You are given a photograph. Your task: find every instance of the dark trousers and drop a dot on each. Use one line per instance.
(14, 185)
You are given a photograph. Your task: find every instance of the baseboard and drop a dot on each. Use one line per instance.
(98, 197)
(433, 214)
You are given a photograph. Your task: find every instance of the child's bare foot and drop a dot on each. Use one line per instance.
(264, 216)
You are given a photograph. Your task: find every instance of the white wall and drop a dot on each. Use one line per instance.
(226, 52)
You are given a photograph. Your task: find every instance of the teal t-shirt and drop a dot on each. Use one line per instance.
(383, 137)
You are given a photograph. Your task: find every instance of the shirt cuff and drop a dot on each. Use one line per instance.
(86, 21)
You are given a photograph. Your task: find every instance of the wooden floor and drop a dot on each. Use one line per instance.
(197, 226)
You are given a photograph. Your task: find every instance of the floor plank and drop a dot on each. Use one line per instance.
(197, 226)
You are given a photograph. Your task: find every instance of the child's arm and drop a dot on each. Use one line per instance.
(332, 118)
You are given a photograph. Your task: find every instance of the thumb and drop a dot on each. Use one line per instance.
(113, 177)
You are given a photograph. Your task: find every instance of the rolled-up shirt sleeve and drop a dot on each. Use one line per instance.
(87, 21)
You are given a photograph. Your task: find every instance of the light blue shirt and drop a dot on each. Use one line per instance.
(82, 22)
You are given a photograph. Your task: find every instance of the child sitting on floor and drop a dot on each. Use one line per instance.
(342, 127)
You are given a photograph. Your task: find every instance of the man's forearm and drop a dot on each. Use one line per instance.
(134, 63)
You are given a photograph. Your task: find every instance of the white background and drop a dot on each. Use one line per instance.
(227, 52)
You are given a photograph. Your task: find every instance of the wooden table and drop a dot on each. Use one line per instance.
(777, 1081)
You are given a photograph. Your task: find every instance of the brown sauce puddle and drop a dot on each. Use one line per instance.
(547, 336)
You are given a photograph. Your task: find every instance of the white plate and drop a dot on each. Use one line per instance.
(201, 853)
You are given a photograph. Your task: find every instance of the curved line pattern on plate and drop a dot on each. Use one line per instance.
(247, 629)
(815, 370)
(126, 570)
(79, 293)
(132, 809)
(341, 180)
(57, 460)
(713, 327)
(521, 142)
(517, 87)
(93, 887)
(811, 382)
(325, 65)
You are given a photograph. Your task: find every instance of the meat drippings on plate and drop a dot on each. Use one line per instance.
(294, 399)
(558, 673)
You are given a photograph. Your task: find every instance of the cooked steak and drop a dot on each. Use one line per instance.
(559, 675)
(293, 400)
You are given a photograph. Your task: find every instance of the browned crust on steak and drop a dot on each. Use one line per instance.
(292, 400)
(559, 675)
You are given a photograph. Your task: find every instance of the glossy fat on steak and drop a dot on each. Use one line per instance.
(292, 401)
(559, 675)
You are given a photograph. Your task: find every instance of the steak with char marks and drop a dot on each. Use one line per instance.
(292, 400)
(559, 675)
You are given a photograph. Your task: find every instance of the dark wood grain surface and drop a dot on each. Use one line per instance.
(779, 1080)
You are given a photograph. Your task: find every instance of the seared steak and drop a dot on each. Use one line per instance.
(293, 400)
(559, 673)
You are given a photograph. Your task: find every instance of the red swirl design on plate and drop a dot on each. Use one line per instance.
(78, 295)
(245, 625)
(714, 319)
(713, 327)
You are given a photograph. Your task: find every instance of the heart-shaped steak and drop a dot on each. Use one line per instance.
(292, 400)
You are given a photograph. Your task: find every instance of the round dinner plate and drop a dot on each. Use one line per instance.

__WORK TO DO__. Please substitute "place a marker" for "drop a dot" in all the records above and write them out again, leaving everything else unchanged.

__FULL OUTPUT__.
You are given a photograph. Your task: find every instance of the dark trousers and place a marker on each. Use one line per instance.
(14, 185)
You are given a photograph. Your task: find every instance of the baseboard and place a marker on each. Use one line per instance.
(98, 197)
(433, 214)
You are given a photograph. Your task: find every instance of the child's bare foot and place a marker on each. Use one line per instance.
(264, 216)
You are given a photograph. Your task: find every instance of the white wall and place a marker on each. Use one line per instance.
(226, 52)
You are given a photograph. Your task: find every instance of the teal t-shirt and place a marker on each. Use one line per instance.
(383, 137)
You are given a photograph. Your task: find every instance of the shirt cuff and place a marker on each. Use one line per instance.
(86, 21)
You are given a photograph. Your task: find every instance of the wooden floor and place a marker on each. Use one line per instance.
(197, 226)
You are given a photograph. Your task: find every instance of the floor plank and place a marker on each. Use one line per instance.
(197, 226)
You are given a photograph. Your task: find every instance of the child's arm and place a marker on each. Use one line per instance.
(332, 118)
You are given a photograph. Your task: find every instance of the thumb and place a marker on each. Use one line per instance.
(113, 177)
You are given a photograph. Your task: find every instance of the rolled-up shirt sleeve and place a marker on each. Use one line per instance.
(87, 21)
You are given a photograph. Your task: find every instance of the light blue shirt and place a marker on each. Use one line per instance.
(82, 22)
You are given a photograph. Your task: find every instance of the child sitting on floor and place a marker on each. Use one line per instance.
(342, 127)
You are given a photograph. Your task: find every instance of the man's forearm and place a marker on each. Use one line per instance.
(134, 63)
You are given a photograph. Your task: find every instance of the white background and place a marker on each. Use one line per instance.
(227, 52)
You are given a photograph. Your task: find every instance of the wooden table and place a marker on each. Use one line per instance.
(777, 1081)
You are given a photograph. Your task: find every instance of the brown sauce puddle and place a marker on each. Use one line per instance.
(547, 336)
You are given a photograph. Your task: find every instance of the white plate and place a marker on each. Use one line per instance.
(201, 853)
You are given a photograph. Your task: find every instance of the curved line pattern on plate and place a marker on each. Use one line per instance.
(247, 629)
(815, 370)
(126, 570)
(79, 293)
(132, 809)
(341, 180)
(57, 460)
(713, 327)
(521, 142)
(517, 87)
(93, 887)
(811, 382)
(325, 65)
You are given a photograph. Your task: find every instance of the meat drippings on plate and place a marker on each. Use one line per instance.
(294, 399)
(558, 673)
You are given a photograph. Your task: find every instance of the cooked steak and place a marker on each. Use one line per instance.
(559, 675)
(293, 400)
You are given a photograph. Your task: find every instance of the browned crust on steak and place a marker on each. Use one line per instance.
(292, 400)
(559, 675)
You are given a photograph. Your task: find every instance of the glossy fat on steak and place a marker on each. Use one line per instance.
(292, 401)
(559, 675)
You are given a photograph. Your task: find every instance of the steak with char marks and place a marker on each. Use one line per instance.
(292, 400)
(559, 675)
You are given a photograph. Your task: find every instance of the dark wood grain surface and place a marker on each. Use one line per instance.
(779, 1080)
You are given a photograph. Your task: find every instance of the seared steak and place a marker on each. Use one line per instance.
(293, 400)
(559, 673)
You are given a photograph. Your task: find every instance of the red swirl design on plate and place a marker on each. Use one line per instance.
(78, 295)
(245, 625)
(714, 319)
(713, 327)
You are given a photograph. Your task: find every instance of the heart-shaped steak and place a marker on each. Use one line per instance.
(292, 400)
You are given a photograph. Your task: find every instance of the round dinner plate and place a marker on each. Use one line per instance.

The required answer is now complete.